**What the exercise asks**. Extend the passage on Sartre and whether a second life would turn out better, picking up right after its final sentence.

At first glance, the answer seems obvious. Of course we would. After all, we would carry the knowledge of our past failures. We would recognize danger sooner, resist temptation more firmly, and prioritize what truly matters. A second life, it seems, would naturally be a better one.
Yet this assumption rests on a deeper belief—that we are fundamentally free to detach ourselves from our past. That our mistakes are external things we can simply leave behind, rather than forces that have shaped who we are.
Sartre challenges this belief. Not by denying freedom, but by complicating it. Yes, we are free to choose. But our choices are never made in a vacuum. They emerge from a web of relationships, responsibilities, and prior commitments that we ourselves have helped create.
The more we live, the more we define ourselves. And the more we define ourselves, the harder it becomes to step outside that definition. What we call a “fresh start” may not be fresh at all—it may simply be a continuation of the same patterns, driven by the same attachments, now playing out in slightly different circumstances.

**Provided data**.
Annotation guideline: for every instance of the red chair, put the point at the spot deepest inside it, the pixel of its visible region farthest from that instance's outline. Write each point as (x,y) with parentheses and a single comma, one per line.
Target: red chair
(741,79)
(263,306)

**Answer below**.
This is the tension at the heart of Sartre’s short novel Les Jeux Sont Faits. It takes the seductive idea of starting over and pushes it to its limits, asking not whether we want a second chance, but whether we are truly capable of using it.
Because if we are not—if we remain bound to the very things we believe we can escape—then the fantasy of starting over begins to unravel. And what remains is a more unsettling possibility: that freedom exists, but not in the way we imagine.
A Strange Afterlife: The World of the Dead
In Les Jeux Sont Faits, death does not bring silence or finality. Instead, it opens the door to a strange continuation—one that feels eerily close to life, yet fundamentally stripped of its essence.
The dead do not disappear. They remain among the living as ghosts, drifting through the same streets, the same homes, the same moments they once inhabited. They can see everything. Hear everything. Understand everything. But they cannot be seen, heard, or felt in return.
At first glance, this might seem like a kind of liberation. Freed from the limitations of the body, the dead are no longer bound by physical constraints. They can move wherever they wish, without resistance or consequence. No doors are closed to them. No space is inaccessible.
But this apparent freedom quickly reveals its emptiness.
Because what they lack is not movement—but impact.
They can witness a conversation but cannot join it. They can observe a tragedy unfolding but cannot intervene. They can stand beside the people they love, screaming warnings or confessions, yet remain completely unheard.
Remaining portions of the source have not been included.